(TEKS YANG DIBERIKAN):
—————
Surabaya, rakyatdemokrasi.org- Mendengar kata OPOP Jatim yang kepanjangannya "One Pesantren One Produk", mungkin secara pemahaman bahwa hal tersebut adalah sebuah program atau kegiatan.
Namun saat ditelusuri lebih jauh, ternyata OPOP atau One Pesantren One Produk ini bisa dikatakan sebagaimana layaknya Organisasi Masyarakat (Ormas) yang disamarkan dengan bahasa "Tim Penguatan Dan Pengembangan Program".
Hal itu diketahui sebagaiman sesuai dengan Surat Keputusan Gubernur Jatim Nomor : 188/542/KPTS/013/2019 dimana dalam SK tersebut, Gubernur Jawa Timur dalam hal ini memberikan penetapan sebagaimana yang telah termaktub :
Kesatu : Membentuk Tim Penguatan dan Pengembangan Program One Pesantren One Produk (OPOP) Provinsi Jawa Timur dengan susunan keanggotaan sebagaimana tersebut dalam laporan.
Kedua : Menugaskan Tim sebagaimana dimaksud dalam Diktum Kesatu untuk :
-a. melakukan koordinasi dengan lembaga terkait
- b. menyiapkan bahan perencanaan program dan kegiatan penguatan dan pengembangan program OPOP
- c. merumuskan tehnis Penguatan dan pengembangan Program OPOP
- d. menyusun Grand Design penguatan dan pengembangan program OPOP
- e. melaporkan hasil pelaksanaan tugasnya kepada Gubernur Jawa Timur
Ketiga : Membebankan biaya pelaksanaan tugas tim sebagaimana dimaksud dalam Diktum Kedua pada Perubahan Anggaran Pendapatan dan Belanja Daerah Provinsi Jawa Timur, Dinas Koperasi Usaha Kecil dan Menengah Provinsi Jawa Timur TA 2019, Program (08) penyusunan, pengendalian dan evaluasi dokumen pengendalian pemerintah kegiatan (002) Penyusunan Laporan Hasil Pelaksanaan Rencana Program dan Anggaran, Kode Rekening 5.2.2.11.01, serta sumber dana lainnya yang sah dan tidak mengikat.
—————
(DAFTAR BARIS):

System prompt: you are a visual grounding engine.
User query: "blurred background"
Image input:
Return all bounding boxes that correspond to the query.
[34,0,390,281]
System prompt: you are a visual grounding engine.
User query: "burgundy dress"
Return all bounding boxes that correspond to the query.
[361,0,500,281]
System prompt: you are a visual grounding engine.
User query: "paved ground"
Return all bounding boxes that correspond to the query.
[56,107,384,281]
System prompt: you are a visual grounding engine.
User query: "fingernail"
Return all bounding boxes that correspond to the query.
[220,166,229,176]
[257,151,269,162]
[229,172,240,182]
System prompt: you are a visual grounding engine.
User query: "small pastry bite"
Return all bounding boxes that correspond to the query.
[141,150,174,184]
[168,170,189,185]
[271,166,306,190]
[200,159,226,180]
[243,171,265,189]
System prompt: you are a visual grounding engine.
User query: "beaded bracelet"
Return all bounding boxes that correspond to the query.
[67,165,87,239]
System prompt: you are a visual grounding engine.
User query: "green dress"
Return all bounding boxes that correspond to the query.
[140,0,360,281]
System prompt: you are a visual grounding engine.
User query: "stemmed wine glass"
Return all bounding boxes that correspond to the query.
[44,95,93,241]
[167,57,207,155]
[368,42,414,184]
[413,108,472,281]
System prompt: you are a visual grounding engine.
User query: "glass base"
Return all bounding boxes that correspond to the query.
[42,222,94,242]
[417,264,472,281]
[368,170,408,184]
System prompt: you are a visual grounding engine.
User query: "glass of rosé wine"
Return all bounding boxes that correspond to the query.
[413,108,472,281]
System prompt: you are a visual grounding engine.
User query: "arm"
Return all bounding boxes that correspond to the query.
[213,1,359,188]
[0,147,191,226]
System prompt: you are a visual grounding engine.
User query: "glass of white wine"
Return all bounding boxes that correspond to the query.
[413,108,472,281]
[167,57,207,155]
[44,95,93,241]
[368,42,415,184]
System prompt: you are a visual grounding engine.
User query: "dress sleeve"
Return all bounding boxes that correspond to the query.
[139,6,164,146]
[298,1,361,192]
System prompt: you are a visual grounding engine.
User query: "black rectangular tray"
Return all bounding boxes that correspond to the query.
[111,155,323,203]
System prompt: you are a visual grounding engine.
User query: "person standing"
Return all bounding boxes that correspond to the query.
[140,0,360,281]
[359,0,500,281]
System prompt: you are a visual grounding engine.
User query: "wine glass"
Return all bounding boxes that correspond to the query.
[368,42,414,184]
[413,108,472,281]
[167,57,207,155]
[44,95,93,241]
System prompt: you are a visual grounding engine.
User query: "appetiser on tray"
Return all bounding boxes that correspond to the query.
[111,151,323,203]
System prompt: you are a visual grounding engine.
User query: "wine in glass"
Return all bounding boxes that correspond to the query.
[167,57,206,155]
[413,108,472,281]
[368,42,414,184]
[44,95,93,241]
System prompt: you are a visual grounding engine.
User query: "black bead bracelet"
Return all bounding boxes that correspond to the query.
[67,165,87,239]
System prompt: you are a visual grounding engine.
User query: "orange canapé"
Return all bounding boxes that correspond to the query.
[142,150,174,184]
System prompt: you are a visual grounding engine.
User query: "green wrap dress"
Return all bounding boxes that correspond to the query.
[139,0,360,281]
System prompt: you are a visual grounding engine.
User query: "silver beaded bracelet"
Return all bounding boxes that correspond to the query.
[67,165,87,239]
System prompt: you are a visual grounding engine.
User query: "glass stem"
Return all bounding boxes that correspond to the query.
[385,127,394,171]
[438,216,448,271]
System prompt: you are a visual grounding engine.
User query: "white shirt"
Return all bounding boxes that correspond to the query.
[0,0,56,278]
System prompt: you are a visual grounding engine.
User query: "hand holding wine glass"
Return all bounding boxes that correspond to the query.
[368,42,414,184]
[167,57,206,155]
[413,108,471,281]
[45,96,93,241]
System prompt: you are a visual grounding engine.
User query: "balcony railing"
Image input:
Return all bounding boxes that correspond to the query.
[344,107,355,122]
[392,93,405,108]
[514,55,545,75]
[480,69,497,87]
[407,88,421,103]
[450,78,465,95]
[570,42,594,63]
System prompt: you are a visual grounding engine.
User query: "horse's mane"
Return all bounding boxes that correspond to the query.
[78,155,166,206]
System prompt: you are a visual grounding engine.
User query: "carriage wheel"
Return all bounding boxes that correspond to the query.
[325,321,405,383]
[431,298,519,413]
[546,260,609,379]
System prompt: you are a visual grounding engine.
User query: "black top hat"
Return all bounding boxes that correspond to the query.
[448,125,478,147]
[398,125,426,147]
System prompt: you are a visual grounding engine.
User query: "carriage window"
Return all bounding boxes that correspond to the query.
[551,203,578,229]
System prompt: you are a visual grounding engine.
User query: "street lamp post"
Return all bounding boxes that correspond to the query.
—————
(KUMPULAN TUGAS):
(A) Tentukan apakah setiap pernyataan berikut sesuai dengan teks tentang OPOP Jatim. Jawab ya atau tidak, lalu kutip kata-kata penentunya dari teks.
(i) OPOP merupakan singkatan dari One Pesantren One Produk.
(ii) Tim diwajibkan melaporkan hasil pelaksanaan tugasnya kepada Gubernur Jawa Timur.
(iii) Biaya pelaksanaan tugas tim dibebankan pada anggaran tahun 2020.
(B) Kembalikan bagian dari teks tentang OPOP Jatim yang dimulai pada "Surabaya, rakyatdemokrasi.org- Mendengar" dan berakhir pada "program atau kegiatan.". Salin tanpa mengubah satu kata pun.
(C) Jawab pertanyaan berikut berdasarkan teks tentang OPOP Jatim.
(i) Berapa nomor Surat Keputusan Gubernur Jatim yang disebutkan?
(ii) Dengan sebutan apa OPOP disamarkan menurut teks?
(iii) Berapa kode rekening yang tercantum pada Diktum Ketiga?

(JAWABAN TIAP TUGAS):
(A)
(i) Ya: "OPOP atau One Pesantren One Produk"
(ii) Ya: "melaporkan hasil pelaksanaan tugasnya kepada Gubernur Jawa Timur"
(iii) Tidak: "Dinas Koperasi Usaha Kecil dan Menengah Provinsi Jawa Timur TA 2019"

(B)
Surabaya, rakyatdemokrasi.org- Mendengar kata OPOP Jatim yang kepanjangannya "One Pesantren One Produk", mungkin secara pemahaman bahwa hal tersebut adalah sebuah program atau kegiatan.

(C)
(i) 188/542/KPTS/013/2019
(ii) Tim Penguatan Dan Pengembangan Program
(iii) 5.2.2.11.01